Short problem: Reproduce each of the records below word for word, omitting the pictures from your answer.

Given entries:
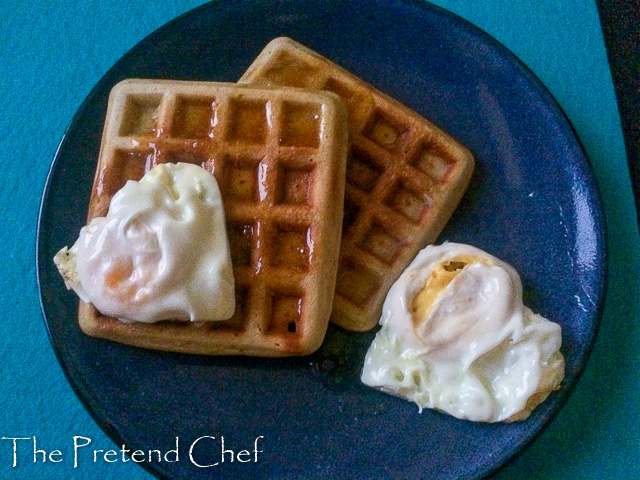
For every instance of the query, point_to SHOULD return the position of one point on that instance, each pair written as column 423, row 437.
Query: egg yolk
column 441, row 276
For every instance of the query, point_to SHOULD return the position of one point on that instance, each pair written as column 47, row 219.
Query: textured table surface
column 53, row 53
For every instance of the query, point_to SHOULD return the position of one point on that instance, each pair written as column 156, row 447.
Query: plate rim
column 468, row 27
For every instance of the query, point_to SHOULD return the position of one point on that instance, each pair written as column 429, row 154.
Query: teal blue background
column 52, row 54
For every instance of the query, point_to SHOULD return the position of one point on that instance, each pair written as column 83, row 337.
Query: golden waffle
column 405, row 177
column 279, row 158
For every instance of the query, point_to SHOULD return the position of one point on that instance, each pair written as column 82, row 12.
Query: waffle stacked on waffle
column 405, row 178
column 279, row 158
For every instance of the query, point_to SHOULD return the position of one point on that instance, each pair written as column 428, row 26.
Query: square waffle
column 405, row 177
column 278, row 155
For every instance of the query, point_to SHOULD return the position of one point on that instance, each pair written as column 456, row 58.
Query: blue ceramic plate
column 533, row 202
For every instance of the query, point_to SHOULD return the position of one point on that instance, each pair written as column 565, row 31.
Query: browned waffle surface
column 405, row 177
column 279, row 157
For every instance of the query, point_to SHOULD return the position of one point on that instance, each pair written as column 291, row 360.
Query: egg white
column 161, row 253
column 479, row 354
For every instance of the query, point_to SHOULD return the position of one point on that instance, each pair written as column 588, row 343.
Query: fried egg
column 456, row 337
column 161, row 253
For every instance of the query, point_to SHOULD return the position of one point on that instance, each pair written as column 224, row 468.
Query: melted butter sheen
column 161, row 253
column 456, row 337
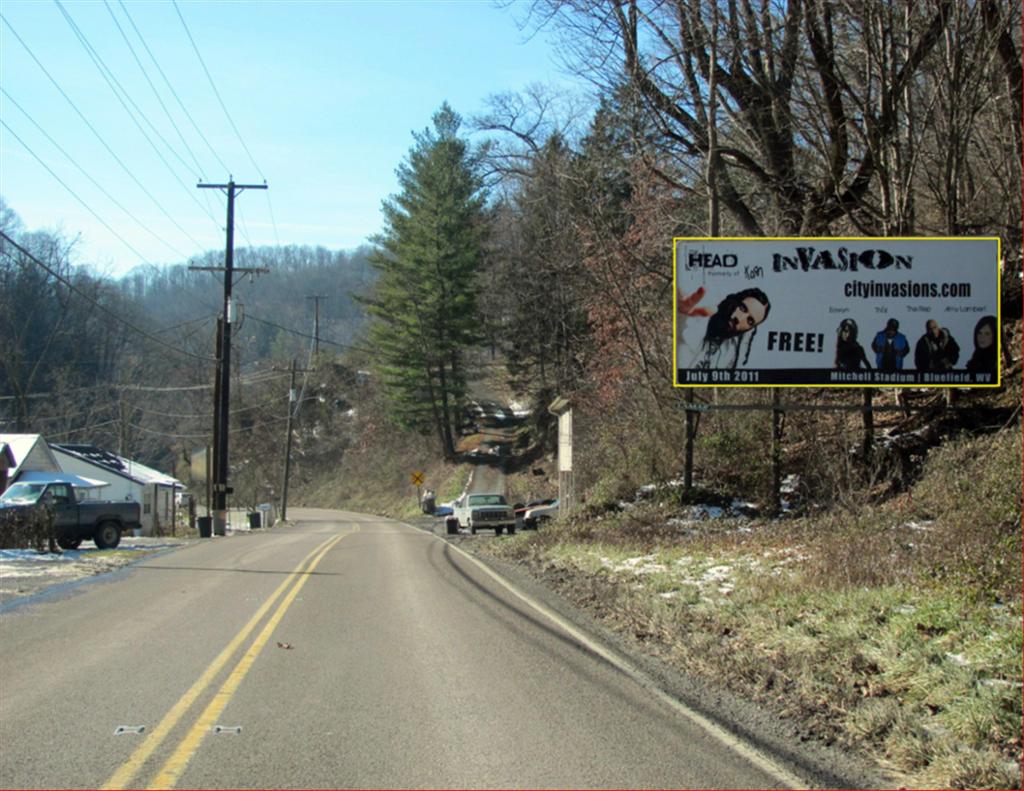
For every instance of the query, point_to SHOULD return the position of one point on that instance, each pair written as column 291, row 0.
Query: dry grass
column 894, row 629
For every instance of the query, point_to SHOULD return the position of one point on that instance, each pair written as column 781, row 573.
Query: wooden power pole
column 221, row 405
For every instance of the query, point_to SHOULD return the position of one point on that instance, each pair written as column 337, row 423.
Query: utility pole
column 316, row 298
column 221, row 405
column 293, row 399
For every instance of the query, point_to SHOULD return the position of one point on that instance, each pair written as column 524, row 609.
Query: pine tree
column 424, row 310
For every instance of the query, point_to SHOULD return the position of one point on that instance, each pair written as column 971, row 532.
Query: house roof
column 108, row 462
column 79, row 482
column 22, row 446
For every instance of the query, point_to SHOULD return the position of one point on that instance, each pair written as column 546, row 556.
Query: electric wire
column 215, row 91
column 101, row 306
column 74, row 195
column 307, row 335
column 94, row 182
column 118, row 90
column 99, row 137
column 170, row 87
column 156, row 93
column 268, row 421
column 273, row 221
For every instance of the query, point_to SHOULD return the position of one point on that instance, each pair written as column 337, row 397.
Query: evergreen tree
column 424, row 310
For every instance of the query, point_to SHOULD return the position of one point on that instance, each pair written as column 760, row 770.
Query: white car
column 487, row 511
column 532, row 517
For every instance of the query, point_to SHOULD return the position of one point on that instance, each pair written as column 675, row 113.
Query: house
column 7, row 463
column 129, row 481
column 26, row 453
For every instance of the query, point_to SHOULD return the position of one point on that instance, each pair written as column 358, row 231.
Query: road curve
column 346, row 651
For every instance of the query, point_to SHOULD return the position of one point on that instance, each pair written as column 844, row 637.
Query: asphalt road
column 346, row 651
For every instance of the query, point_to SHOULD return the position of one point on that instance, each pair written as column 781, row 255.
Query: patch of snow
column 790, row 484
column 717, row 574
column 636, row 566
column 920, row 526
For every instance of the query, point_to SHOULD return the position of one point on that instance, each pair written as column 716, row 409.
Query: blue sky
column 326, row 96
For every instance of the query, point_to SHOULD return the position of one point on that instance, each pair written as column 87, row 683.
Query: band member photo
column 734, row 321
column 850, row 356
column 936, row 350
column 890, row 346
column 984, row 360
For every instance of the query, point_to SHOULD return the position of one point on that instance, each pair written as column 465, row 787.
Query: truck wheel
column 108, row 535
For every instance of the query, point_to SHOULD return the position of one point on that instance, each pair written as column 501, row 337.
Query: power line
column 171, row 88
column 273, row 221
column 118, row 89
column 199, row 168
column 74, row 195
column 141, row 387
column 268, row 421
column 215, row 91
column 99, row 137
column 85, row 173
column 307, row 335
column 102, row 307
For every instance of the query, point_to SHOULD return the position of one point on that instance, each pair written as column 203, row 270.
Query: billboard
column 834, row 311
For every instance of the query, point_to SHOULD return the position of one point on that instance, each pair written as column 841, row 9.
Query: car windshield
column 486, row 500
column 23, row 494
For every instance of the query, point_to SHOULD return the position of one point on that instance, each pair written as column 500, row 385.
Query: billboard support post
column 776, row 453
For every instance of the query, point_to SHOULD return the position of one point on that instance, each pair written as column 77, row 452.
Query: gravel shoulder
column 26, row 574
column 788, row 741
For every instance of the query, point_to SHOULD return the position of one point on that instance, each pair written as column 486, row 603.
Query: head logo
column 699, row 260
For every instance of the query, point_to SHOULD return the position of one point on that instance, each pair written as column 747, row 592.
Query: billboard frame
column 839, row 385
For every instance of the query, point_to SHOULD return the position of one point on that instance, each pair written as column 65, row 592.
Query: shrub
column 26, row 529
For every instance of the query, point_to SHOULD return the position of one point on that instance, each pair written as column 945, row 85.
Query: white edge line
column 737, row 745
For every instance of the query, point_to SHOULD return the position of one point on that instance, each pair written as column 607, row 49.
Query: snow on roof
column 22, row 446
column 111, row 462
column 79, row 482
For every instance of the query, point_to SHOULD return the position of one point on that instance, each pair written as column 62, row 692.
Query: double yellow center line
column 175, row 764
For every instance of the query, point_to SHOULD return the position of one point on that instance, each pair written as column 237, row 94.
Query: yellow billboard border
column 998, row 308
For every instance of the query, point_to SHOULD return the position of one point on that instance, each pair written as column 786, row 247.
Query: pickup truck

Result of the task:
For every instance of the query, point_to SHOULD return the position of one point on that instance, each pair written as column 423, row 437.
Query: egg yolk
column 441, row 276
For every instance of the query, point_to SHOULD return the position of one point on that instance, each pair written as column 47, row 219.
Query: textured table surface
column 53, row 53
For every instance of the query, point_to SHOULD return the position of one point on that instance, each pair written as column 156, row 447.
Query: plate rim
column 468, row 27
For every instance of the query, point_to SHOULD return the position of one point on that instance, each pair written as column 429, row 154.
Query: teal blue background
column 52, row 54
For every instance of the query, point_to SHOULD return the position of one point on that instance, each pair written as column 83, row 337.
Query: golden waffle
column 405, row 177
column 279, row 158
For every instance of the query, point_to SHOULD return the position of one point on that instance, each pair written as column 82, row 12.
Query: waffle stacked on waffle
column 405, row 178
column 279, row 158
For every instance of the query, point_to SHOULD return the position of one point on that instance, each pair written as column 428, row 26.
Query: square waffle
column 405, row 177
column 278, row 155
For every instance of the query, point_to SHOULD return the position of one point on that instance, each pair written as column 456, row 58.
Query: blue ceramic plate
column 533, row 202
For every instance of the query, point_to SHOULD return the position of one point on that instance, each pair written as column 565, row 31.
Query: browned waffle surface
column 405, row 177
column 279, row 157
For every instance of the query, point_to SHOULD return the position of one point on that instance, each pair written as column 291, row 360.
Query: egg white
column 161, row 253
column 479, row 354
For every instance of the query, point_to SHOULD return the position of one point on that instance, each pair written as column 588, row 343.
Query: fried egg
column 456, row 337
column 161, row 253
For every instance of the query, point_to SHOULD return the position of one point on that instance, each pair written as column 224, row 468.
Query: melted butter sheen
column 161, row 253
column 456, row 337
For every instance of the query, point_to SHOULD return the position of one point on that instance, each pair written as column 291, row 0.
Query: dry grass
column 894, row 629
For every instance of the query, point_to SHOULD return the position of one point on that instance, each pair written as column 781, row 573.
Query: wooden power pole
column 221, row 405
For every instance of the query, point_to SHOULD return the position of one point on that instance, each pair written as column 337, row 423.
Query: utility pole
column 316, row 298
column 221, row 405
column 293, row 399
For every instance of the query, point_to SHOULD return the position of one point on that instance, each pair written as column 524, row 609.
Query: pine tree
column 424, row 310
For every instance of the query, point_to SHOULD return the position of one point on that instance, each pair written as column 971, row 532.
Query: house roof
column 108, row 462
column 79, row 482
column 22, row 446
For every instance of the query, point_to SHOULD return the position of one point on that instance, each pair written as column 546, row 556.
Query: electric wire
column 215, row 91
column 101, row 306
column 74, row 195
column 307, row 335
column 94, row 182
column 118, row 90
column 99, row 137
column 170, row 87
column 156, row 93
column 268, row 421
column 273, row 221
For every instance of the query, point_to SHOULD return the position of one point on that instance, each pair written as column 337, row 397.
Query: evergreen tree
column 424, row 310
For every instance of the query, point_to SHOULD return the position of one point on that instance, each pair written as column 760, row 770.
Query: white car
column 487, row 511
column 532, row 517
For every instance of the query, point_to SHOULD return the position of one point on that instance, each pair written as column 675, row 113.
Query: house
column 7, row 463
column 129, row 481
column 26, row 453
For every instance of the query, point_to SHOULD return the position of one point on that instance, each pair written as column 358, row 231.
Query: road curve
column 346, row 651
For every instance of the query, point_to SHOULD return the position of one point on that instance, each pair written as column 844, row 637.
Query: asphalt road
column 346, row 651
For every instance of the query, point_to SHOULD return the position of one point on that instance, each pair written as column 781, row 255.
Query: patch of snow
column 790, row 484
column 717, row 574
column 636, row 566
column 920, row 526
For every instance of the query, point_to SHOULD return the position of one point on that instance, each pair written as column 716, row 409.
Query: blue sky
column 326, row 96
For every instance of the query, point_to SHOULD return the position of one point on that instance, each pair written as column 87, row 683.
Query: band member photo
column 734, row 321
column 850, row 356
column 936, row 350
column 890, row 346
column 984, row 360
For every instance of the query, point_to SHOULD return the position of one point on that instance, each pair written as column 465, row 787.
Query: truck wheel
column 108, row 535
For every instance of the query, point_to SHOULD return the position of one point on that instance, each pair written as column 501, row 337.
Query: power line
column 171, row 88
column 273, row 221
column 118, row 89
column 199, row 168
column 74, row 195
column 141, row 387
column 268, row 421
column 215, row 91
column 99, row 137
column 85, row 173
column 307, row 335
column 102, row 307
For every instance of the query, point_to SHOULD return the position of one point on that instance, each pair written as column 203, row 270.
Query: billboard
column 834, row 311
For every instance of the query, point_to SHOULD return the position of one point on that instance, each pair written as column 841, row 9.
Query: car windshield
column 486, row 500
column 23, row 494
For every instance of the query, point_to SHOULD return the position of one point on that instance, each pair written as column 500, row 385.
Query: billboard support post
column 776, row 453
For every instance of the query, point_to SHOULD return the position of one point on that instance, each pair written as column 77, row 452.
Query: gravel shoulder
column 26, row 574
column 788, row 741
For every instance of the query, point_to SHOULD return the position of one point on that instance, each pair written as column 486, row 603.
Query: head logo
column 699, row 260
For every instance of the query, point_to SHOULD return the position of one point on that instance, each pair written as column 747, row 592.
Query: billboard frame
column 839, row 385
For every instance of the query, point_to SHOULD return the position of one point on that instance, each pair written as column 65, row 592.
Query: shrub
column 26, row 529
For every instance of the query, point_to SHOULD return the position of one point on that instance, each pair written as column 945, row 85.
Query: white edge line
column 737, row 745
For every instance of the query, point_to SHOULD return the position of one point on that instance, each pair written as column 607, row 49.
Query: snow on roof
column 22, row 446
column 111, row 462
column 79, row 482
For every instance of the query, point_to SHOULD return the position of one point on that instance, each pair written as column 62, row 692.
Query: double yellow center line
column 175, row 764
For every instance of the query, point_to SHOULD return the position of one point on that instance, each pair written as column 237, row 94.
Query: yellow billboard border
column 998, row 308
For every instance of the query, point_to SHOULD return the position of one point on that instance, each pair written as column 786, row 247.
Query: pickup truck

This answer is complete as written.